MATERIAL FOR THIS TASK:
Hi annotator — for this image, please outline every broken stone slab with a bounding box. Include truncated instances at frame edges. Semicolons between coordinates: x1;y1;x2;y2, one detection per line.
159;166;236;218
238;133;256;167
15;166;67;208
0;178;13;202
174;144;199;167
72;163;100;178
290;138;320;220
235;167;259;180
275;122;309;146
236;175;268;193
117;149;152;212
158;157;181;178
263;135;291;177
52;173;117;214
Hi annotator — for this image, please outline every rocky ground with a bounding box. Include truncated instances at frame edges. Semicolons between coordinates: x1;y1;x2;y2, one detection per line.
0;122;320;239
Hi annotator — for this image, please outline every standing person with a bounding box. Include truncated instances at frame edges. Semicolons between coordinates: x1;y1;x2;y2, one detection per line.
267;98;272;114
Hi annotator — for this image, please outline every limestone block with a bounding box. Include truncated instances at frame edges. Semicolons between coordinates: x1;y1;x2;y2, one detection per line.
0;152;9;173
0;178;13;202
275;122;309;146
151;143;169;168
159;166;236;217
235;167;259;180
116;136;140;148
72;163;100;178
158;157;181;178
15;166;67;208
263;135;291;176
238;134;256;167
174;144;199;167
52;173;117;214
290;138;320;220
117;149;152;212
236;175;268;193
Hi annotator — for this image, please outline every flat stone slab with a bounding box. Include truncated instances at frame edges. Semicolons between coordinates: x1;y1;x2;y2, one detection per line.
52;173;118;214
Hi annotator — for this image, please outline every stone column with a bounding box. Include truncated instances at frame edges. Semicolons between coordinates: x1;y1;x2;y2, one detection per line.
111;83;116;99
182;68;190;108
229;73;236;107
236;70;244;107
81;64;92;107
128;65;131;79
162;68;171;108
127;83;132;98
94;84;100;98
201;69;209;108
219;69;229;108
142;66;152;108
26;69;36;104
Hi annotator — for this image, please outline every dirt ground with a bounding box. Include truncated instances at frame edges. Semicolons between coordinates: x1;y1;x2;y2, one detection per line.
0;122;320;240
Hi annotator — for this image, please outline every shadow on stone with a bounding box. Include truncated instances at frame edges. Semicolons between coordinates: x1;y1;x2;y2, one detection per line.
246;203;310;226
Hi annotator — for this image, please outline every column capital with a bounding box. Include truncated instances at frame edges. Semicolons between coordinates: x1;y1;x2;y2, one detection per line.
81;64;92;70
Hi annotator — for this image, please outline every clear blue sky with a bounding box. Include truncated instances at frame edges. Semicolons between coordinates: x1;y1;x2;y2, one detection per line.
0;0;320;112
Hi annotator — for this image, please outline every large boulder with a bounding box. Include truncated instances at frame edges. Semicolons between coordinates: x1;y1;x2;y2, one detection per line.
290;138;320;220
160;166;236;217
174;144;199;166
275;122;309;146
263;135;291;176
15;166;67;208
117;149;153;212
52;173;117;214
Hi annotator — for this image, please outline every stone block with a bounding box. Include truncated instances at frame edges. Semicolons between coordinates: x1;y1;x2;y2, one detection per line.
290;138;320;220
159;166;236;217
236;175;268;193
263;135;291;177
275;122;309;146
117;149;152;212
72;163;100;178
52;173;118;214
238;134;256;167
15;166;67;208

TASK GOAL:
Quote verbatim the portion of the records that begins with the line containing "Hi annotator — for this image, please outline every standing" and ends with the line containing "26;69;36;104", including both of those lines.

RESULT:
Hi annotator — for this image, please outline every standing person with a bounding box. Include truncated instances at frame edges. Semicolons between coordinates: x1;y1;x2;y2, one detection per line.
267;98;272;114
Hi annotator — for this image, please outline every limestone block with a bounding box. Include truncated instances at frame edges. Semicolons between coordinates: x1;y1;x2;y2, one detection per line.
0;152;9;173
0;178;13;202
275;122;309;146
151;143;169;168
159;166;236;217
235;167;259;180
116;136;140;148
72;163;100;178
158;157;181;178
15;166;67;208
263;135;291;176
238;134;256;167
174;144;199;167
52;173;117;214
290;138;320;220
117;149;152;212
236;175;268;193
Hi annotator — for this image, please outline every flat stone slab with a bounding box. Include truncated instances at frame edges. Semicolons between coordinates: x1;y1;x2;y2, one detection per line.
52;173;118;214
Hi annotator — for this image, please outline every stone column with a bounding box. Include truncated instances at frame edges. Semicolons between coordinates: x1;y1;x2;y2, one detection per line.
111;83;116;99
182;68;190;108
229;73;236;107
236;70;244;107
81;64;92;107
128;65;131;79
162;68;171;108
127;83;132;98
94;84;100;98
201;69;209;108
219;69;229;108
142;66;152;108
26;69;36;104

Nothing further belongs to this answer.